- **TASKS FOR THIS EXERCISE**:
**1.** In the application security excerpt, what are code obfuscation tools used for?
**2.** Carry on the application security excerpt from the point where it stops.

- **EXCERPT**:

********

The process of securing an application is ongoing, from the earliest stages of application design to ongoing monitoring and testing of deployed applications. Security teams use a broad range of tools and testing practices.

Application security testing and tools

Tools and techniques used for application security are almost as numerous and diverse as those used for application development.

Most of these tools and techniques fall into one of the following four categories:

  • Secure development platforms help developers avoid security issues by imposing and enforcing standards and best practices for secure development.
  • Code scanning tools enable developers to review new and existing code for potential vulnerabilities or other exposures.
  • Application testing tools automate the testing of finished code. Application testing tools can be used during the development process, or they can be applied to existing code to identify potential issues. Application testing tools can be used for static, dynamic, mobile or interactive testing.
  • Application shielding tools are used to protect applications that are in release. Some examples include the following:
    • threat detection tools to examine the network and environment in which an application is running, and flag vulnerabilities and potential threats;
    • encryption tools for protecting data from interception;
    • code obfuscation tools to make source code hard or impossible to decipher and reverse engineer; and
    • runtime application self-protection tools, which combine elements of application testing tools and application shielding tools to enable continuous monitoring of an application.

Of course, application security exists within the context of OSes, networks and other related infrastructure components that must also be secured. To be fully secure, an application should be protected from all types of attack.

Best practices for application security

Best practices for application security fall into several general categories.

  • What must be protected? Experts recommend security professionals map out all of the systems, software and other computing resources -- in the cloud and on premises -- that must a part of the application.
  • What is the worst that can happen? Experts recommend understanding and quantifying what is at stake if the worst does happen. This enables organizations to allocate resources appropriately for avoiding risk.

********

- **PROVIDED MATERIAL**:
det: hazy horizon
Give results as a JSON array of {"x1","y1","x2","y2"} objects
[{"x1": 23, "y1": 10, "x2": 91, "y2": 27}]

********

- **FINAL ANSWERS**:
**1.** They make source code hard or impossible to decipher and reverse engineer.

**2.**
  • What could happen? How could a successful attack be carried out? Threats are the things that could negatively affect the application, the organization deploying the application or the application users.

Specific tips for application security best practices focus on identifying general weaknesses and vulnerabilities and addressing them. Other best practices depend on applying specific practices like  adopting a security framework or implementing secure software development practices appropriate for the application type.

Application security trends and future

While the concepts of application security are well understood, they are still not always well implemented. Security experts have had to adjust as the computing changed. For example, as the industry shifted from time-shared mainframes to networked personal computers, application security professionals had to change how they identified and addressed the most urgent vulnerabilities.

Now, as companies are moving more information assets and resources to the cloud, application security is shifting its focus. Likewise, as application developers increasingly rely on automation, machine learning and artificial intelligence, so too will application security professionals need to incorporate those technologies into their own tools.

As the risks of deploying insecure applications increase, application developers will also increasingly find themselves working with development tools and techniques that can help guide secure development.

Glossary of application security terms

Dynamic application security testing (DAST). Testing methodology that analyzes applications as they are running. DAST focuses on inputs and outputs and how the application reacts to malicious or faulty data.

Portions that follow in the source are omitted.